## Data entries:
────────────────────────────────────────
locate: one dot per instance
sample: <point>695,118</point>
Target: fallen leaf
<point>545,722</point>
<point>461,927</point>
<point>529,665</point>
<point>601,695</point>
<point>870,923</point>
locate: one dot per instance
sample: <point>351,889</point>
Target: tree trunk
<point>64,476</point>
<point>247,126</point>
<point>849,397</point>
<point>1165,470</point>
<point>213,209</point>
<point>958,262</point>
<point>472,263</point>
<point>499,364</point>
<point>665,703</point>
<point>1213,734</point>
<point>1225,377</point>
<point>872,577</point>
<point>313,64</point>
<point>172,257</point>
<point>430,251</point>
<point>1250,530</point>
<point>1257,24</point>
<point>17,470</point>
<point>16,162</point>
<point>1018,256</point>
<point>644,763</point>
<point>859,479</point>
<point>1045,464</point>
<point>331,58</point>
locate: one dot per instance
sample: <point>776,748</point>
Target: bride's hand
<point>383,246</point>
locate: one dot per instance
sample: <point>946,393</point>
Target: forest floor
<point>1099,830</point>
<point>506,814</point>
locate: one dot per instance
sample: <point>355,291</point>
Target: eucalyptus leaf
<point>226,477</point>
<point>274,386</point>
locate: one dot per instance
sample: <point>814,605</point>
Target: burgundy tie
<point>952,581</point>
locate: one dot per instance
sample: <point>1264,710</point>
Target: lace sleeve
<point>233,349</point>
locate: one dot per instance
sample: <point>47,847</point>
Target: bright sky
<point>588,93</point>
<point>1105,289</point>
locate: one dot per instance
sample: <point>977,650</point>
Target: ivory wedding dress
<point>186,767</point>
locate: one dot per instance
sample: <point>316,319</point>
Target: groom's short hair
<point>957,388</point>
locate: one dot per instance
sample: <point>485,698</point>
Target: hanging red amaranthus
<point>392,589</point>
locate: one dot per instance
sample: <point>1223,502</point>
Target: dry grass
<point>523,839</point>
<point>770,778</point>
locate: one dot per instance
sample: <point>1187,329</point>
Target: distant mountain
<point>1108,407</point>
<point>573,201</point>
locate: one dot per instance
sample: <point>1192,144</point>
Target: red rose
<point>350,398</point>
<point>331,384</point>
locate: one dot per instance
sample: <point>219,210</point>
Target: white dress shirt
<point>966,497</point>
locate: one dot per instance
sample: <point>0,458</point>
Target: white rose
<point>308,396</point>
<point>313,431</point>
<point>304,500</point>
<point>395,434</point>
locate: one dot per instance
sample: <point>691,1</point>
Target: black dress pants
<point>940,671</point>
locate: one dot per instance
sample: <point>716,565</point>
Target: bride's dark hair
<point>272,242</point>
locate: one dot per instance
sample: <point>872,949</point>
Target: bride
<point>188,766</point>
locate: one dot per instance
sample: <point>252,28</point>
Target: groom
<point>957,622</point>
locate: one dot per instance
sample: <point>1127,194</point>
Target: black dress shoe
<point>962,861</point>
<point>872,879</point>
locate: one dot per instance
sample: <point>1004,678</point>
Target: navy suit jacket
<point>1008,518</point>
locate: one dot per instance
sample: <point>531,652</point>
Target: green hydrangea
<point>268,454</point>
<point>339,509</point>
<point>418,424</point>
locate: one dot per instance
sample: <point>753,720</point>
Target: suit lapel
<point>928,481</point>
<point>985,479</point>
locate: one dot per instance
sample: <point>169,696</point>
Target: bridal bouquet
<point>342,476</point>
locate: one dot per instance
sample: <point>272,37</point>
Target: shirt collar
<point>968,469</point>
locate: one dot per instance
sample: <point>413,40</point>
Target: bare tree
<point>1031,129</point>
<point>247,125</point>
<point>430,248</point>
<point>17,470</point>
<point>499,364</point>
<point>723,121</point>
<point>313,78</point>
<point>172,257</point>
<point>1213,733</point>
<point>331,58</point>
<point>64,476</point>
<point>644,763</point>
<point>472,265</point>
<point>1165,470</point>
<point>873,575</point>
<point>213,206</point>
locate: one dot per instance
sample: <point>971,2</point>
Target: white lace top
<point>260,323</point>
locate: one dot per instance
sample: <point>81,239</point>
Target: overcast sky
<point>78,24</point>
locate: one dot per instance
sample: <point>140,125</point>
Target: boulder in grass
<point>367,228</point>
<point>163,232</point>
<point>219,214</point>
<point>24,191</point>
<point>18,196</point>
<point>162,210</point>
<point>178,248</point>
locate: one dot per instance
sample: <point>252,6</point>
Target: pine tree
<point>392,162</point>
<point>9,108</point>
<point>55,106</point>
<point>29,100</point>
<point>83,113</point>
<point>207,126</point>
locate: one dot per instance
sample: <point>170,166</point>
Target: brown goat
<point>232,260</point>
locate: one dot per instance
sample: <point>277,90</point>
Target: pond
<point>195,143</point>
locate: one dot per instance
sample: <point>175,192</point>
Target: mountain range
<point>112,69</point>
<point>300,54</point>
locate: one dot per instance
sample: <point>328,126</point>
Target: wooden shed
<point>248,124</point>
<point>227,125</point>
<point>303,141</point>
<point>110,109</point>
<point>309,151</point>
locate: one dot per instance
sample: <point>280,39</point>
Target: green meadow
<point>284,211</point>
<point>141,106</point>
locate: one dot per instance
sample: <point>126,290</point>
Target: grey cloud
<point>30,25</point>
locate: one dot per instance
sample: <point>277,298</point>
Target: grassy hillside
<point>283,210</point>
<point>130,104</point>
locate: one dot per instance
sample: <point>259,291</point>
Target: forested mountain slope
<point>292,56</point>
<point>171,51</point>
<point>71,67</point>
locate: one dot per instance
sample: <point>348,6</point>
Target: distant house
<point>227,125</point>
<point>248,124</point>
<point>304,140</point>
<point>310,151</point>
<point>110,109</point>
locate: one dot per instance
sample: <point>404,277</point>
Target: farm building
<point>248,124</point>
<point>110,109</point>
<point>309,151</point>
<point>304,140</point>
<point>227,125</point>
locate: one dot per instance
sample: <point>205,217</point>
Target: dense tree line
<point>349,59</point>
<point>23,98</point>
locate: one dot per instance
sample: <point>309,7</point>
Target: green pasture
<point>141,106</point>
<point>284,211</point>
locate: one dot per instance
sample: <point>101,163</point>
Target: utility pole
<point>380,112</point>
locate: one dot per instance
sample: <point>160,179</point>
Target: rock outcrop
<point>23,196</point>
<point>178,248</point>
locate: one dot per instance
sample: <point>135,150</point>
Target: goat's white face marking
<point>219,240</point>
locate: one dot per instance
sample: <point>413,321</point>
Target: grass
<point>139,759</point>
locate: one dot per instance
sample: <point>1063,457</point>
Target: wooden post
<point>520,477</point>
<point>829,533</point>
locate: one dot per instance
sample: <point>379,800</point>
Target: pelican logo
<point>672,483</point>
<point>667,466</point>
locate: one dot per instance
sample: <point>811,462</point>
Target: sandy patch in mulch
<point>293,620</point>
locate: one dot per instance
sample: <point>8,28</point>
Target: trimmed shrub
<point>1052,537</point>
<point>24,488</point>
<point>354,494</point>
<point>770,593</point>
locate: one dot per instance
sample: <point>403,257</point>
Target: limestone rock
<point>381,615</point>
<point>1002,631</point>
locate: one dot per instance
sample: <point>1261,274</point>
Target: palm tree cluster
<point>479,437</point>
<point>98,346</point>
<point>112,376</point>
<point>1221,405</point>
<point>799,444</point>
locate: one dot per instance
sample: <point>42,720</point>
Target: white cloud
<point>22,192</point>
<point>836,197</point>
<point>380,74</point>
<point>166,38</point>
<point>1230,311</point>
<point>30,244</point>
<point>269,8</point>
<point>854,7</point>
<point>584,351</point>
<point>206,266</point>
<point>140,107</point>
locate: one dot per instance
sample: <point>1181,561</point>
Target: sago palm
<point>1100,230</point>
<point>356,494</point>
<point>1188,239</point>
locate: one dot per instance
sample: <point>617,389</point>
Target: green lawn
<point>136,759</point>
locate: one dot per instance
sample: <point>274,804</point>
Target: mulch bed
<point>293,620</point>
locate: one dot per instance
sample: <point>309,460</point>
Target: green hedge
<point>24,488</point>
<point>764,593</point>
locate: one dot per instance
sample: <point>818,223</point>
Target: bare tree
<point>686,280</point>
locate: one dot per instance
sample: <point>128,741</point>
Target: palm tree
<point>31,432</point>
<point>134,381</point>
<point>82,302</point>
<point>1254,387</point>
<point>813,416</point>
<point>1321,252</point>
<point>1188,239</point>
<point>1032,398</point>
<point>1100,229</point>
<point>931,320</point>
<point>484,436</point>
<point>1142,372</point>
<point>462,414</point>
────────────────────────────────────────
## Exercise:
Copy out the data entries word for word, from the very first line through the line containing "<point>392,589</point>", including that line.

## Response for this exercise:
locate: one dot per instance
sample: <point>695,118</point>
Target: fallen leaf
<point>545,722</point>
<point>461,927</point>
<point>529,665</point>
<point>601,695</point>
<point>870,923</point>
locate: one dot per instance
sample: <point>351,889</point>
Target: tree trunk
<point>64,476</point>
<point>247,126</point>
<point>849,397</point>
<point>1165,470</point>
<point>213,209</point>
<point>958,262</point>
<point>472,263</point>
<point>499,364</point>
<point>665,703</point>
<point>1213,734</point>
<point>1225,377</point>
<point>872,577</point>
<point>313,64</point>
<point>172,257</point>
<point>430,251</point>
<point>1250,530</point>
<point>1257,24</point>
<point>17,470</point>
<point>16,162</point>
<point>1018,256</point>
<point>644,763</point>
<point>859,479</point>
<point>1045,464</point>
<point>331,58</point>
locate: one dot per instance
sample: <point>776,748</point>
Target: bride's hand
<point>383,246</point>
locate: one dot per instance
sample: <point>946,393</point>
Target: forest floor
<point>1099,830</point>
<point>506,814</point>
locate: one dot per instance
sample: <point>355,291</point>
Target: eucalyptus leaf
<point>226,477</point>
<point>274,386</point>
locate: one dot per instance
sample: <point>814,605</point>
Target: burgundy tie
<point>952,581</point>
locate: one dot per instance
sample: <point>1264,710</point>
Target: lace sleeve
<point>233,349</point>
locate: one dot per instance
sample: <point>47,847</point>
Target: bright sky
<point>588,93</point>
<point>1105,289</point>
locate: one dot per instance
sample: <point>977,650</point>
Target: ivory wedding dress
<point>186,767</point>
locate: one dot per instance
sample: <point>316,319</point>
Target: groom's short hair
<point>957,388</point>
locate: one dot per instance
sample: <point>485,698</point>
Target: hanging red amaranthus
<point>392,589</point>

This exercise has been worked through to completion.